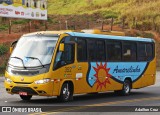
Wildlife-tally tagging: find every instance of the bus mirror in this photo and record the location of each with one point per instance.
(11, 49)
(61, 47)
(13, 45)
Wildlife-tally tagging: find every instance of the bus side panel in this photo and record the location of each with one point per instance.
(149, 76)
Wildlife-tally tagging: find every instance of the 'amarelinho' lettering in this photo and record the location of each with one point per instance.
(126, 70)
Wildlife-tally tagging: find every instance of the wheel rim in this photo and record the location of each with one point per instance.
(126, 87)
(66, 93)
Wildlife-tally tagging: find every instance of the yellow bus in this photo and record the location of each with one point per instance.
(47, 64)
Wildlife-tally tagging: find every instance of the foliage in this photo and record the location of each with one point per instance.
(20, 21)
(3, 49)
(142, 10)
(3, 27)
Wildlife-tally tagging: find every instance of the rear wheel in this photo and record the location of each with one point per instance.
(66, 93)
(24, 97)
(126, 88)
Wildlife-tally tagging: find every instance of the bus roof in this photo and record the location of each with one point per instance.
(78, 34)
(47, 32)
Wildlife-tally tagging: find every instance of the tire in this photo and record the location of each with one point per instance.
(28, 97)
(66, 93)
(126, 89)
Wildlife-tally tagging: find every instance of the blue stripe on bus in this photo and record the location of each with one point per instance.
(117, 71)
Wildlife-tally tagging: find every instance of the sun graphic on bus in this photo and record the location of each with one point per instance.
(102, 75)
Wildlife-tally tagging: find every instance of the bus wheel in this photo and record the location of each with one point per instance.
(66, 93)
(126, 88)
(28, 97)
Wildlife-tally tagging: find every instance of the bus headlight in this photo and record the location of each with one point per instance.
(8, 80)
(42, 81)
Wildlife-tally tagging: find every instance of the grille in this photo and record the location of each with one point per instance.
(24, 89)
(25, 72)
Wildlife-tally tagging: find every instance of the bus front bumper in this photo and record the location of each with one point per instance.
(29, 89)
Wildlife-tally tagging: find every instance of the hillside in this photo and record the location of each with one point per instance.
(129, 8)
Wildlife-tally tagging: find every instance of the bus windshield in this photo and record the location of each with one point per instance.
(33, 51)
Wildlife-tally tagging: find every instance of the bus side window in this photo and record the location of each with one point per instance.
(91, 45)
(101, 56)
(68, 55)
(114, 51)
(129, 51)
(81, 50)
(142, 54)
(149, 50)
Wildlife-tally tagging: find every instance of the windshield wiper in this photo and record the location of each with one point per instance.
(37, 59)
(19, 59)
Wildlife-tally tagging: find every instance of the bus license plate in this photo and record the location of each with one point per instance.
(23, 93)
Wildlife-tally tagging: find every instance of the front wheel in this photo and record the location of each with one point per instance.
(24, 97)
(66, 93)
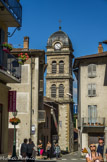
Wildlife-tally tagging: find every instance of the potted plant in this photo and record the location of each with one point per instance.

--

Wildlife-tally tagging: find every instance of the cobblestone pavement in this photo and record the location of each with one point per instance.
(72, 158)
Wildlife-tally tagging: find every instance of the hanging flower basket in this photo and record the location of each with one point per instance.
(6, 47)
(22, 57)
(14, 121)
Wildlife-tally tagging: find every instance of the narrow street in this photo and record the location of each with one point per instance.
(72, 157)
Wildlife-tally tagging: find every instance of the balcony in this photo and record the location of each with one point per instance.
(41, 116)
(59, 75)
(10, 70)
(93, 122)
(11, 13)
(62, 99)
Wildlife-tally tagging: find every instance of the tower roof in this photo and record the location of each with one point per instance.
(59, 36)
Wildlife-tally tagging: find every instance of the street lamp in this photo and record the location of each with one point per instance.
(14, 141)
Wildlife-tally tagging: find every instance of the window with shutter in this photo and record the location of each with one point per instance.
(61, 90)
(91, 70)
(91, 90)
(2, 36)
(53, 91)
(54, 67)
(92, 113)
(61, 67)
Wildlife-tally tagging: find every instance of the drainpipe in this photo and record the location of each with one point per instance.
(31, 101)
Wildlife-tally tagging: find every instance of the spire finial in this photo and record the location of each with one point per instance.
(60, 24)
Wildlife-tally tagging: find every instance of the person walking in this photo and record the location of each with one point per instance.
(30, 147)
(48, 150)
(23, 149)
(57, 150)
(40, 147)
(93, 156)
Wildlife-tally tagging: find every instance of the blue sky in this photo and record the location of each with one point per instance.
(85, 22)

### OBJECTIVE:
Add 36 to each coordinate in the point answers, and write out again every row from the line with "Wildlife-tally tagging: find every instance of the front" up to and including the line with "Wildlife-tally tagging: find every instance of the potted", keeping all other text as it is. Leave the pictures out.

### EXPECTED OUTPUT:
Wildlife-tally tagging: find every instance of the front wheel in this photo and record the location of each with one point per instance.
(60, 133)
(102, 129)
Wildlife-tally tagging: find every instance of the potted plant in this photo and record the location of each with one point per instance.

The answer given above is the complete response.